_Jobs_
**1)** Name every political party that the Nerd Nite #47 listing mentions in its description of the Alberta politics talk.
**2)** Using the Nerd Nite #47 listing, answer each question on its own line, marked (a), (b), and (c):
(a) At what time do doors open for the event?
(b) How much do tickets cost in advance?
(c) In what year did Dave Cournoyer receive a Lifetime Achievement Award from the Yeggies?
**3)** Carry on writing the Nerd Nite #47 listing, starting after its final sentence.

_Selection_

^^^^^^^^

> SOLD OUT! Nerd Nite #47: Our past and present futures

SOLD OUT! Nerd Nite #47: Our past and present futures

February might be the month of love, thanks to the martyrdom of Saint Valentine (somehow?), but it’s also an important month for nerds who love learning from other nerds. Passion is the name of the game, whether it’s a passion for solar power, or dubious history. We’re excited to present a February Nerd Nite that looks back, with a mind toward the future.

Nerd Nite: It’s like the Discovery Channel, but with beer!

When: Tuesday, February 19, 2019 (doors @ 7:30pm | show @ 8pm)
Where: Westbury Theatrea, ATB Financial Arts Barns (10330 84 Ave NW)
Tickets: $20 in advance (plus fees + GST)

Sold out!

Our line-up of talks includes:

Shocking moments and facts about Alberta politics
Dave Cournoyer

Since Alberta was founded in 1905, our province has been at the vanguard of some of Canada’s biggest, and strangest, political shifts. From the founding of the democratic socialist Cooperative Commonwealth Federation to the rise of Bible Bill’s Social Credit Party and Preston Manning’s Reform Party to the election of Rachel Notley’s NDP, politics in Alberta can be a wild ride. In my talk I will focus on some of the more shocking moments and events that have shaped Alberta politics over the past 114 years and as we approach the 2019 election.

Dave Cournoyer is a writer and communications professional based in Edmonton. He is the publisher of the popular politics website daveberta.ca and co-host of the Daveberta Podcast. He has a Bachelor of Arts in Political Science from the University of Alberta and in 2015 was honoured with a Lifetime Achievement Award from the Yeggies for a decade of blogging about politics in Alberta. He lives in northeast Edmonton with his beautiful wife Kyla, his son Ben, and their dachshund, Maximus Dogus. He once ate dinner with the Queen.

^^^^^^^^

_Data section_
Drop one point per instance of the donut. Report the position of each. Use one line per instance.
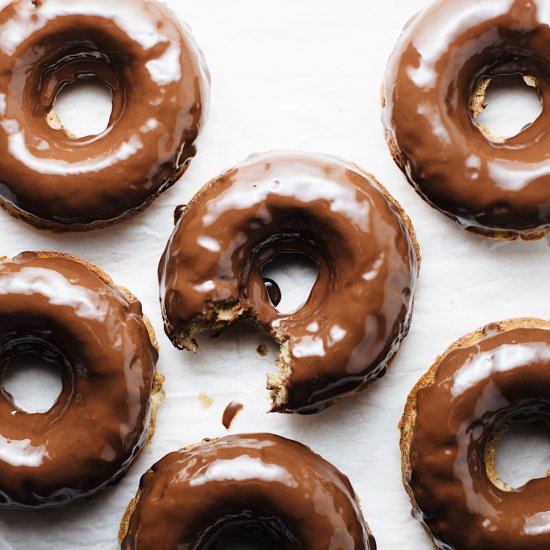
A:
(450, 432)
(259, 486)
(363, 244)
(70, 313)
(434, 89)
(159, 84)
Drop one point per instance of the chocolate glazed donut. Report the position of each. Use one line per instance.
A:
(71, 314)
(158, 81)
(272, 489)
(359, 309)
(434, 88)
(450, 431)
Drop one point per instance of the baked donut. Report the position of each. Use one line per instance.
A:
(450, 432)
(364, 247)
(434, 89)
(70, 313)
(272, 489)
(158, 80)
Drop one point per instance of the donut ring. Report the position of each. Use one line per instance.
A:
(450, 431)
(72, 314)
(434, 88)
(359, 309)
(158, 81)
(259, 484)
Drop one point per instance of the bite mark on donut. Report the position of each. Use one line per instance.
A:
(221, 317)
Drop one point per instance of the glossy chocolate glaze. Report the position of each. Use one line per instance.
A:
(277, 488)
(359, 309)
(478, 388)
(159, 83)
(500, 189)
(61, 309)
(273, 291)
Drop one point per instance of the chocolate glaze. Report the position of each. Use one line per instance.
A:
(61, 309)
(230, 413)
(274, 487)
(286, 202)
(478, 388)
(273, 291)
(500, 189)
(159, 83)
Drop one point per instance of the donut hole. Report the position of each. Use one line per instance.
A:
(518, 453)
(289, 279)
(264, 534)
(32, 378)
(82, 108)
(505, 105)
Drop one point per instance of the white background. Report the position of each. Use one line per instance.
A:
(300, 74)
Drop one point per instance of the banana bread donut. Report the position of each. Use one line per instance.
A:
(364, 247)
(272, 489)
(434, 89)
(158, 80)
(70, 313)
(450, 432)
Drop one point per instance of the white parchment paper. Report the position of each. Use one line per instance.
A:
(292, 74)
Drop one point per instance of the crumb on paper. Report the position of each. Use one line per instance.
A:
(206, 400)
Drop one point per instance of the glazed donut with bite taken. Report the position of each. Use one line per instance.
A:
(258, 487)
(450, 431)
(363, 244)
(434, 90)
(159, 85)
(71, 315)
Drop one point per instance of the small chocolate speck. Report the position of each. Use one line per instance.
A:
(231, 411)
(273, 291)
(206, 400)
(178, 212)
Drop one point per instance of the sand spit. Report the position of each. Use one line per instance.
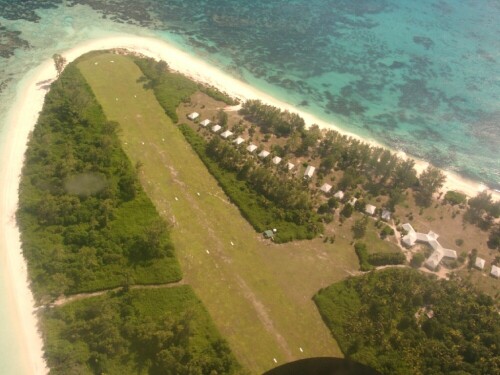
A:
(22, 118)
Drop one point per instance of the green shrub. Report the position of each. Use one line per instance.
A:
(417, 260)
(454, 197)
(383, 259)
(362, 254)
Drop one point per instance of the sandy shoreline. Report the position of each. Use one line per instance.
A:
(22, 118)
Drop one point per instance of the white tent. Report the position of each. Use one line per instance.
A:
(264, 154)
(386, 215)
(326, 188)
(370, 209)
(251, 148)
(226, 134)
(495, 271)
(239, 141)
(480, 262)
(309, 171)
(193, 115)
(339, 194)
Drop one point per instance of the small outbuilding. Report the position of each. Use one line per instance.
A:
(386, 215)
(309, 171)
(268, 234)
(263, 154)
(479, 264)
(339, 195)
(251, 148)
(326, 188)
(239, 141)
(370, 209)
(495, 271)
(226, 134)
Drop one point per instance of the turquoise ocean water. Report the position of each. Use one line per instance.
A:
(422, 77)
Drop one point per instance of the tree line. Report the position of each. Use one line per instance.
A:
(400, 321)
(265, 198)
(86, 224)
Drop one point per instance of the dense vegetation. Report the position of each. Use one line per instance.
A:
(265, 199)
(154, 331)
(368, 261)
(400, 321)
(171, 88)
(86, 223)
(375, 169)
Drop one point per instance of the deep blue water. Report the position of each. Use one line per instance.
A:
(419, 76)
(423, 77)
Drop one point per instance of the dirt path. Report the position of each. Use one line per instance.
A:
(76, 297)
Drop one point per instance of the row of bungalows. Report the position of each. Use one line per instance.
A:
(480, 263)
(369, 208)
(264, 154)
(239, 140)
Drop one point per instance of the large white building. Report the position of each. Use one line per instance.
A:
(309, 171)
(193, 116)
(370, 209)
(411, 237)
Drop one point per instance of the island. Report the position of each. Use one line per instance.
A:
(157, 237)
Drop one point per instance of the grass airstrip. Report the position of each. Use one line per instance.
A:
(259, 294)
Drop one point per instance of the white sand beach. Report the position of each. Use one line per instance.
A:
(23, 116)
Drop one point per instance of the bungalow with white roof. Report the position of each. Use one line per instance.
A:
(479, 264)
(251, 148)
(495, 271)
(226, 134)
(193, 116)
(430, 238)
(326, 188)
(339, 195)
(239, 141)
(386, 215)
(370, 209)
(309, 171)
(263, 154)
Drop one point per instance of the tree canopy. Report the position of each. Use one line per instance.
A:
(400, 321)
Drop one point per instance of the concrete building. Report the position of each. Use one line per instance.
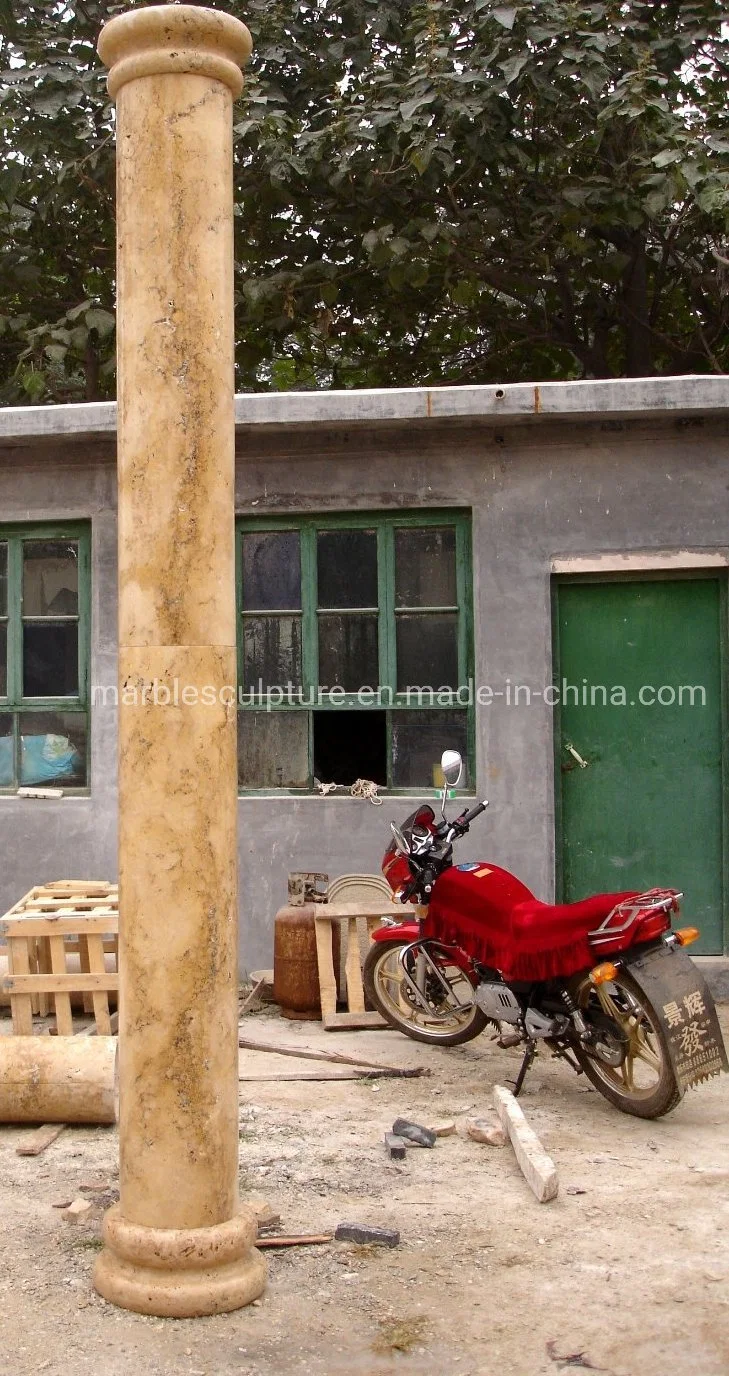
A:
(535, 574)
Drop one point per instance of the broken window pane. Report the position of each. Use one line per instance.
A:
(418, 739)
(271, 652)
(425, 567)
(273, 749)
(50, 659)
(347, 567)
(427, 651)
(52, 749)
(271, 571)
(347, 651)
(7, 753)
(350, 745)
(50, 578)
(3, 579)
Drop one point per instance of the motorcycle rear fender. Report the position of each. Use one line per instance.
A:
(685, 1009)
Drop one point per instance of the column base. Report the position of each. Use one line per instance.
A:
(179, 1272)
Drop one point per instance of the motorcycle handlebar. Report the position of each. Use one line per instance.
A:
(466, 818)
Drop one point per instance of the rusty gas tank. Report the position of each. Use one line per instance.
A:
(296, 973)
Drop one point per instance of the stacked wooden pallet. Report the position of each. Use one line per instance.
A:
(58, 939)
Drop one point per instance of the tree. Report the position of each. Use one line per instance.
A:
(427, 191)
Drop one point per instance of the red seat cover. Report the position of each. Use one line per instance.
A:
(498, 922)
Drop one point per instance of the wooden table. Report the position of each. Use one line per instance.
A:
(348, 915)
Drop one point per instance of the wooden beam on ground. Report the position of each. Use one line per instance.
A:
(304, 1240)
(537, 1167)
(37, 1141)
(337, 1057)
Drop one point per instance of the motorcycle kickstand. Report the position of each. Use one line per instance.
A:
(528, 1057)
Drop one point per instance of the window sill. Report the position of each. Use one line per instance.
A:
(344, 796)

^^^^^^^^

_Answer list_
**1)**
- Cooperative Commonwealth Federation
- Social Credit Party
- Reform Party
- NDP

**2)**
(a) 7:30pm
(b) $20, plus fees and GST
(c) 2015

**3)**
The Nerd Value of Solar Power
Andrew Leach

Two years ago, my students convinced me that I should install solar power on my house. How did they do that? They included nerd value in their financial calculations. In 20 minutes, let me tell you about how solar power works, whether it will make you money, what happens when it snows, and how to watch a solar eclipse from your basement.

Andrew Leach is an energy and environmental economist in the School of Business at the University of Alberta. In 2015, he chaired Alberta’s Climate Leadership Plan. Since then, he’s been yelled at a lot on social media. His research spans energy and climate change and covers topics including the changes coming to our electricity sector and the challenges facing our oil sands. When he’s not being yelled at on social media, you can find him cycling, running, or spending time with his two kids, Will (10) and Caroline (9).

Where We Stand: Edmonton’s legacy of discrimination and how we can move forward
Bashir Mohamed

If you have lived in Edmonton for a while then chances are that you have probably driven by Connors Hill, enjoyed thrilling rides at K-Days, walked by the old Enbridge building downtown, or gone for a swim at Borden Park. These are locations integral to Edmonton and are places that Edmontonians remember fondly.

Remembrance is important and shapes how we view our city in the present day. However, remembrance of our dark history is also necessary. For example, the landmarks mentioned above also hold a dark history. In 1931, the Klan lit a cross on Connors Hill to celebrate one of their supporters becoming Mayor. In 1932 the Klan got approval to hold a picnic and cross-burning at Northlands – where K-Days happens. In 1922, Lulu Anderson — a Black woman — was refused entry to the Metropolitan theatre (where the old Enbridge building stands now). And in 1924, the newly opened public pool in Borden park refused to admit Black citizens. This is our history and remembering it is necessary to understand the legacy it has to this day.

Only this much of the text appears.